The Octave of Easter.  The first eight days of the Easter Season are known as the Octave of Easter.  Easter is the greatest Christian feast, so great, in fact, that it cannot be celebrated adequately on a single one day.  All eight days from Easter Sunday to the Second Sunday of Easter are considered solemnities, the Church’s highest ranking feast, and each day is celebrated with festivity and joy.

The Easter Novena.  The last nine days of the Easter Season extend from Ascension Thursday to Pentecost Sunday, a novem, Latin for “nine.”  Jesus instructed his disciples “not to depart from Jerusalem, but to wait … [because] in a few days you will be baptized with the Holy Spirit” (Acts 1:4,5).  The nine days from Ascension to Pentecost are a novena, a period of prayer before the coming of the Holy Spirit.

The Easter Liturgical Color.  The liturgical color for the Easter Season is white.  Gold is not a liturgical color, but it may be used to accent the white.  Together, they are symbols of joy and glory, as well as the Resurrection.

The Easter Liturgical Word.  The special word for the Easter Season is Alleluia.  It is used for the dismissal from Mass, and it is added to the antiphons and responses for the Liturgy of the Hours.  It is only found in the Book of Revelation (19:1,3,4,6), and it is an exclamation of great joy that means “Praise God!” the sentiment of the Easter Season.

Easter Eating.  The self-denial of Lent is set aside during the Easter Season.  It is not a time of fasting, but rather a season of celebration, a time for “a feast of rich food and choice wines, juicy, rich food and pure, choice wines” (Is 25:6).  Jesus once said that “As long as they have the bridegroom with them they cannot fast” (Mk 2:19b), and because Jesus was with his disciples for forty days from his Resurrection to his Ascension (Acts 1;3), it was not a time of fasting then, and so it is not a time of fasting now.

The Major Easter Symbol.  The foremost symbol of Easter is the Christ Candle, also known as the Easter Candle or the Paschal Candle.  It represents the Risen Christ who is the Light of the World (Jn 8:12; see also 1:4-5,9  and 12:46).  The candle is given a prominent location during the Easter Season, usually in the sanctuary or somewhere in the front of the church, and after Pentecost it is moved back to its usual place.
-------
◆ The problem:
Copy the passage on the Easter Season word for word from "The Easter Liturgical Word.  The" to "of the Easter Season.". The lines that come next are separate material, unrelated to the passage on the Easter Season.

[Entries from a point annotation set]
-------
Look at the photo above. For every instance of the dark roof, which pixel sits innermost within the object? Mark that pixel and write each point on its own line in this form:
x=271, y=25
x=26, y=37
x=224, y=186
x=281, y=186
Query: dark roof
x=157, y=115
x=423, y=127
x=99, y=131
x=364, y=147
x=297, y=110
-------
◆ The response:
The Easter Liturgical Word.  The special word for the Easter Season is Alleluia.  It is used for the dismissal from Mass, and it is added to the antiphons and responses for the Liturgy of the Hours.  It is only found in the Book of Revelation (19:1,3,4,6), and it is an exclamation of great joy that means “Praise God!” the sentiment of the Easter Season.